» EXERCISE GOAL:
Please rewrite everything from the line containing "of the shadow" down to the line containing "x=292, y=160", both included, in full. Scale only the answer coordinates by 0.4 and round them to whole numbers with halves going up, leaving every other number unchanged.

» Position identification records:
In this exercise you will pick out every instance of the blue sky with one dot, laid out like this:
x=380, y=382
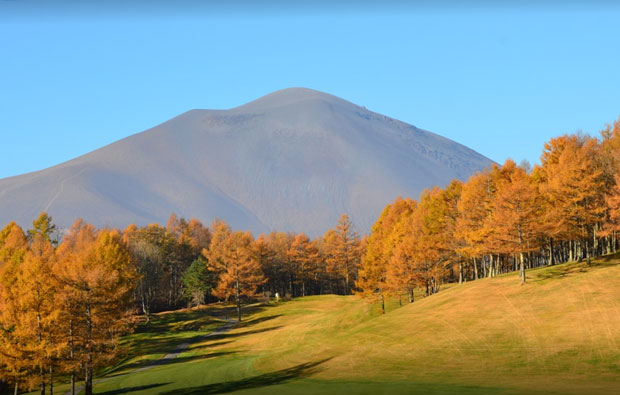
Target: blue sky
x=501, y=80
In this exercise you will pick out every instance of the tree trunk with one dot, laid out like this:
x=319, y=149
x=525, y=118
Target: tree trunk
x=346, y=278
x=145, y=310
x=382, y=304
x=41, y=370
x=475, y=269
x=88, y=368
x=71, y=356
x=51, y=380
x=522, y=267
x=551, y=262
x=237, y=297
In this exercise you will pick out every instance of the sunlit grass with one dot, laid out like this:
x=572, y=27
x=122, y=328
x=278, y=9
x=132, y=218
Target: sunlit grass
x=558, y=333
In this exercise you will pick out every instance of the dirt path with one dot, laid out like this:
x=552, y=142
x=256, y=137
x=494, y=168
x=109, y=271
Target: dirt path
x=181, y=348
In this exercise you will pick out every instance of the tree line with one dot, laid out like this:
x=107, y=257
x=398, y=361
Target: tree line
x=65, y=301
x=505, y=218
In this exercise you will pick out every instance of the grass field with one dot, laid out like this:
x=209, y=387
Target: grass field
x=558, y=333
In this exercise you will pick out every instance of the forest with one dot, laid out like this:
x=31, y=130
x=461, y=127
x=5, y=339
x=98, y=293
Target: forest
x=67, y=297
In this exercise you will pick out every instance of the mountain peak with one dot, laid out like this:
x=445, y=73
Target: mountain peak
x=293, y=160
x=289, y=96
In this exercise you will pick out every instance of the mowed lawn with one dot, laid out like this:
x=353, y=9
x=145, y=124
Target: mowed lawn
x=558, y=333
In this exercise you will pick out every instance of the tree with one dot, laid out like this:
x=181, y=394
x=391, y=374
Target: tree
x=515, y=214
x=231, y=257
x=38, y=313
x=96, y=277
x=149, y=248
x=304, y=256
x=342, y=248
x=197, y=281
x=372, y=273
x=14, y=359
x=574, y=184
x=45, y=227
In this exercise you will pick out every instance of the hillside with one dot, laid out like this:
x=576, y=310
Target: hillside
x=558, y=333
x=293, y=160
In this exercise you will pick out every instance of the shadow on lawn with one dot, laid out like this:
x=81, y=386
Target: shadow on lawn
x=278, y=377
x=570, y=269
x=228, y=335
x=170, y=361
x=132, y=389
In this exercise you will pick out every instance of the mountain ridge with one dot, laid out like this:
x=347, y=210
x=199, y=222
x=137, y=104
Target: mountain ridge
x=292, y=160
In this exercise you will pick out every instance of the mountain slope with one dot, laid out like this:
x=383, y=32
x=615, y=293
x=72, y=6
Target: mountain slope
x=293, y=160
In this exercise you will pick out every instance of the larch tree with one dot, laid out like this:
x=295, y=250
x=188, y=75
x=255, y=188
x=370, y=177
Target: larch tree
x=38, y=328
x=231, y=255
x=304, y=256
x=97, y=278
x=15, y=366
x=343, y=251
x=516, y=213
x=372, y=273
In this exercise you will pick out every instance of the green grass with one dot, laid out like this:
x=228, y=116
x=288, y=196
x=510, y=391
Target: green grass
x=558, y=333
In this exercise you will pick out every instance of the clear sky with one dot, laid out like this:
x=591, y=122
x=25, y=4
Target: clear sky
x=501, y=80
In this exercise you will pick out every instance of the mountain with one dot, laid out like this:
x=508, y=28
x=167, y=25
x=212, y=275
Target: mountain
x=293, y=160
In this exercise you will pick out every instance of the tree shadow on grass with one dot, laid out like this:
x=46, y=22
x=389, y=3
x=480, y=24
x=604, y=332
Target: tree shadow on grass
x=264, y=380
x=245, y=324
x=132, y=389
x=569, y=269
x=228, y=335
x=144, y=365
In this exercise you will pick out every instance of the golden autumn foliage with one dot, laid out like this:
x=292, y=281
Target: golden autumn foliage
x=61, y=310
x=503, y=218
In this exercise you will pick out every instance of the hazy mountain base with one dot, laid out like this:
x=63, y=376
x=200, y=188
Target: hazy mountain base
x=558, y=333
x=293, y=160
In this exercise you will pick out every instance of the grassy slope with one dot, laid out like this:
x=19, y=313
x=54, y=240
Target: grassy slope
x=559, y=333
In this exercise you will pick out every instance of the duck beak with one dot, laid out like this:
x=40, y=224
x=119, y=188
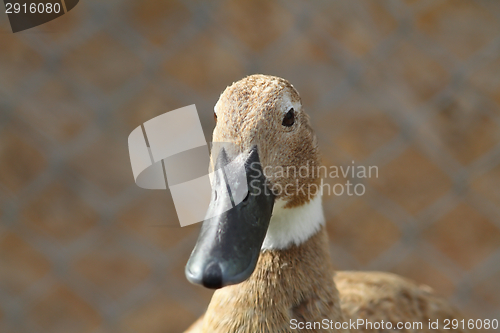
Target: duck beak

» EXERCISE OUTPUT:
In this exercise you will pick out every instance of the shadow on lawn with one dot, laid out like this:
x=81, y=386
Target: shadow on lawn
x=111, y=151
x=228, y=108
x=91, y=134
x=68, y=144
x=53, y=156
In this exercise you will pick out every instance of the mountain ridge with one dot, laid out like this:
x=347, y=210
x=199, y=222
x=137, y=104
Target: mountain ridge
x=117, y=64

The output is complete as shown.